[Begin RECORD SET]

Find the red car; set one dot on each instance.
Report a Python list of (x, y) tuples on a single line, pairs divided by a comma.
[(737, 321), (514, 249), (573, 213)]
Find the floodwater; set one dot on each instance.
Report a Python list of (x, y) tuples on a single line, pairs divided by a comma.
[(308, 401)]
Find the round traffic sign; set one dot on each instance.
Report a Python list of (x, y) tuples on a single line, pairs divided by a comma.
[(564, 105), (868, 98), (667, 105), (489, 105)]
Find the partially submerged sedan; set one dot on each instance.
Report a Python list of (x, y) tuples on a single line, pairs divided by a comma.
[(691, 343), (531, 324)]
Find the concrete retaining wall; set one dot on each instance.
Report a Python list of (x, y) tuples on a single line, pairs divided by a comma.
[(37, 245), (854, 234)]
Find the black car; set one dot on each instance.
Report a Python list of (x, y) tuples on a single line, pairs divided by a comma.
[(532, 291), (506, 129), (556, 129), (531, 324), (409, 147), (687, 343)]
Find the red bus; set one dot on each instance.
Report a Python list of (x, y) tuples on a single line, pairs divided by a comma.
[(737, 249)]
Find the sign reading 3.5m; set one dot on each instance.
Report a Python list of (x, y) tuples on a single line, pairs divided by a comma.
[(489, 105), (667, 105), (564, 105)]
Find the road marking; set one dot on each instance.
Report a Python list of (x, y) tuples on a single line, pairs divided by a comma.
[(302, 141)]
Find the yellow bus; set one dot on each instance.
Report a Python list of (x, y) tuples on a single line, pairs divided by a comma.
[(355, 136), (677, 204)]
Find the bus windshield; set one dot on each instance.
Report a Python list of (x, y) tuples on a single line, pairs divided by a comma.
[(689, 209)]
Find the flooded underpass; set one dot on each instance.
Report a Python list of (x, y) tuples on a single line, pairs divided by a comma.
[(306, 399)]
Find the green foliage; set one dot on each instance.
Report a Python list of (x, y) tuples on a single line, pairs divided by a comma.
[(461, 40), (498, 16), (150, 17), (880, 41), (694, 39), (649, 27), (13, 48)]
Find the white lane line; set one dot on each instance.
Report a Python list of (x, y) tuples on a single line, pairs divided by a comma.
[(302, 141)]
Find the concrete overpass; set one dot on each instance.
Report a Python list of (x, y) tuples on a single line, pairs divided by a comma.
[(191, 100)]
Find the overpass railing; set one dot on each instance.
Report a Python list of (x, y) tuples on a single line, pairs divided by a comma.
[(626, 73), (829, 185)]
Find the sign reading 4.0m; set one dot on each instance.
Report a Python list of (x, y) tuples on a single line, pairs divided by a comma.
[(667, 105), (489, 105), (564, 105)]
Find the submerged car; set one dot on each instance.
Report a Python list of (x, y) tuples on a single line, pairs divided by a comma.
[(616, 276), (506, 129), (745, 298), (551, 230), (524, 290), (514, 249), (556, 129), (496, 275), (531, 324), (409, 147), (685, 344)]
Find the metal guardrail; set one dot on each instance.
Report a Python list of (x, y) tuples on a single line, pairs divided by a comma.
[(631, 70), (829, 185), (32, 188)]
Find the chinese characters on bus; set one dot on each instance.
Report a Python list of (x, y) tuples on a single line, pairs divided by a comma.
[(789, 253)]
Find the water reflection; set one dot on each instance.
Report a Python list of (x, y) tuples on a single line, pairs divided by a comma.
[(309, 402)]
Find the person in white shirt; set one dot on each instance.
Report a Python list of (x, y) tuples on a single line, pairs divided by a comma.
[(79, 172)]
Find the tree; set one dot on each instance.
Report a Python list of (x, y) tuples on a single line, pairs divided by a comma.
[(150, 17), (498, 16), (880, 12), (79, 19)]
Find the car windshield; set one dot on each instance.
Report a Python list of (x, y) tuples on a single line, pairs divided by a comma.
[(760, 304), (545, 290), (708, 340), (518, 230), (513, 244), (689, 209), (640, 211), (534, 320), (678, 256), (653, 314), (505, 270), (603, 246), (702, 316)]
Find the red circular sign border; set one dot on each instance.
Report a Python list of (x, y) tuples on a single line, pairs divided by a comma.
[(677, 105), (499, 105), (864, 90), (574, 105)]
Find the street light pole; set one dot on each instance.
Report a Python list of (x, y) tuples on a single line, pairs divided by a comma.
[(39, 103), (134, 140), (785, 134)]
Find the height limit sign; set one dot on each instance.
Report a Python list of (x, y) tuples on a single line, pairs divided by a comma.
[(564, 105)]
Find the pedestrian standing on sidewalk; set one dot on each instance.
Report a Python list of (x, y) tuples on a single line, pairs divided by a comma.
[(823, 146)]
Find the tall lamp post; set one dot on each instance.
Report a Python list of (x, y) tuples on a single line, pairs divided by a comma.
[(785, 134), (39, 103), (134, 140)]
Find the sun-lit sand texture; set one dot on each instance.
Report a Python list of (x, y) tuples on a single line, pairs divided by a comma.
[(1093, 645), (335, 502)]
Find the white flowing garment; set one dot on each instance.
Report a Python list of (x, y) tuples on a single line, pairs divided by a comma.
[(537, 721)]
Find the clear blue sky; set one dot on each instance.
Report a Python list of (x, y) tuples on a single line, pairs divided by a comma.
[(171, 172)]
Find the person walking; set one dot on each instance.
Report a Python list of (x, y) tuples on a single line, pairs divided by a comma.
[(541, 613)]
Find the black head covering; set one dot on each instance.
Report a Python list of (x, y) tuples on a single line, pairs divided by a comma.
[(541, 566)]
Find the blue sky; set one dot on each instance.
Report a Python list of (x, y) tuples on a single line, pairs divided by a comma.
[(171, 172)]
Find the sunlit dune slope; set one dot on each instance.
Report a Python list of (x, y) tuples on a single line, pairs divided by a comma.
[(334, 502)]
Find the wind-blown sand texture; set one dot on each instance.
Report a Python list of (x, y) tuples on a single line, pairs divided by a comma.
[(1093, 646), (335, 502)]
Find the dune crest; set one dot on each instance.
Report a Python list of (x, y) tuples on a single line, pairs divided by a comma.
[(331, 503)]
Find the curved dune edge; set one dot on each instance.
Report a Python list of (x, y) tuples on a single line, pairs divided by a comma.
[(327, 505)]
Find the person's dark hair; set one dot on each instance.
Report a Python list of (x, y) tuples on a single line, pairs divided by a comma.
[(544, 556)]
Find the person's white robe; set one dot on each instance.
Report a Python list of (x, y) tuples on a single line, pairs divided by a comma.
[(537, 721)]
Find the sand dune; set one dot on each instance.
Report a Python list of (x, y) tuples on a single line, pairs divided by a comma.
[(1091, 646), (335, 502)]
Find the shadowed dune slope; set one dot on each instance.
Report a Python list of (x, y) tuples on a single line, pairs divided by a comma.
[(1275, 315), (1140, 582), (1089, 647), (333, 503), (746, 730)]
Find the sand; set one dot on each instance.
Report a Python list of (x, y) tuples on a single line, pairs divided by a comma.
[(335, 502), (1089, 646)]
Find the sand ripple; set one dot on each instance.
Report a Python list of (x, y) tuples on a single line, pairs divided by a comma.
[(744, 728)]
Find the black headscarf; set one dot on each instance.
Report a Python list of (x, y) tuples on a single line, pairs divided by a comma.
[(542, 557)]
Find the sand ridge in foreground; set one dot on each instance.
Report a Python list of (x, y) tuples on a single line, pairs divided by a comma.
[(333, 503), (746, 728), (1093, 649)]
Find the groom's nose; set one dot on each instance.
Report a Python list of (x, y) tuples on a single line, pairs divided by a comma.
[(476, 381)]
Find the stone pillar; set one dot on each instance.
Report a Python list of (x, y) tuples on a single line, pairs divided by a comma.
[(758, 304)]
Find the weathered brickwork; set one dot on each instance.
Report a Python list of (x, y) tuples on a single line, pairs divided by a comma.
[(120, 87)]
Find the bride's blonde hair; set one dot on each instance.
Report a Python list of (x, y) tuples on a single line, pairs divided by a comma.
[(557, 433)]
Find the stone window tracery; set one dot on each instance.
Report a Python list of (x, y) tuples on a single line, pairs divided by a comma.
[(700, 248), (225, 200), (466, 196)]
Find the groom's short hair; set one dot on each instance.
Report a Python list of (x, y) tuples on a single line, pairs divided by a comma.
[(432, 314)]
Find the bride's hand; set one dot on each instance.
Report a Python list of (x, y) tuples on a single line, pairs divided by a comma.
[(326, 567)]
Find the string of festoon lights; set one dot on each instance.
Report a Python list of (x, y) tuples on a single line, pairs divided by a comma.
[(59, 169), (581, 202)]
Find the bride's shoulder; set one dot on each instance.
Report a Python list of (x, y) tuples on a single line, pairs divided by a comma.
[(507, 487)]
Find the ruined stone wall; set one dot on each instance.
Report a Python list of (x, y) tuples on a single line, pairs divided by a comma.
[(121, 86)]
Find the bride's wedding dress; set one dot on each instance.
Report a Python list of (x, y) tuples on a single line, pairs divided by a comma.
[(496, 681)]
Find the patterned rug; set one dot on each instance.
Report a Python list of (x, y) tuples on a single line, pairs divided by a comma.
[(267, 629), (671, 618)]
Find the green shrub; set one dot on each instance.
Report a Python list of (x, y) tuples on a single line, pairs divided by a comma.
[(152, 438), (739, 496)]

[End RECORD SET]

■ GOAL
Lay out the lines of the items as a Markdown table, starting at the line that contains "Find the water" and ending at the line that contains "[(677, 105), (499, 105), (864, 90), (574, 105)]". Use the columns Row, holding each line's number, and Content, holding the line itself, and skip any blank lines.

■ RESPONSE TO THE TASK
| Row | Content |
|---|---|
| 1 | Find the water reflection; set one dot on each instance. |
| 2 | Report a Python list of (x, y) tuples on a single line, pairs divided by a comma. |
| 3 | [(309, 402)] |
| 4 | Find the person in white shirt; set one dot on each instance. |
| 5 | Report a Python list of (x, y) tuples on a single line, pairs divided by a comma. |
| 6 | [(79, 172)] |
| 7 | Find the tree; set one dot on each instance. |
| 8 | Report a Python list of (x, y) tuples on a single line, pairs divided by a comma. |
| 9 | [(150, 17), (498, 16), (880, 12), (79, 19)] |
| 10 | Find the car windshield; set one dot on each instance. |
| 11 | Report a Python list of (x, y) tuples on a single line, pairs divided by a comma. |
| 12 | [(760, 304), (545, 290), (708, 340), (518, 230), (513, 244), (689, 209), (640, 211), (534, 320), (678, 256), (653, 314), (505, 270), (603, 246), (702, 316)] |
| 13 | Find the red circular sign border; set one dot on each instance. |
| 14 | Report a Python list of (x, y) tuples on a single line, pairs divided by a comma. |
| 15 | [(677, 105), (499, 105), (864, 90), (574, 105)] |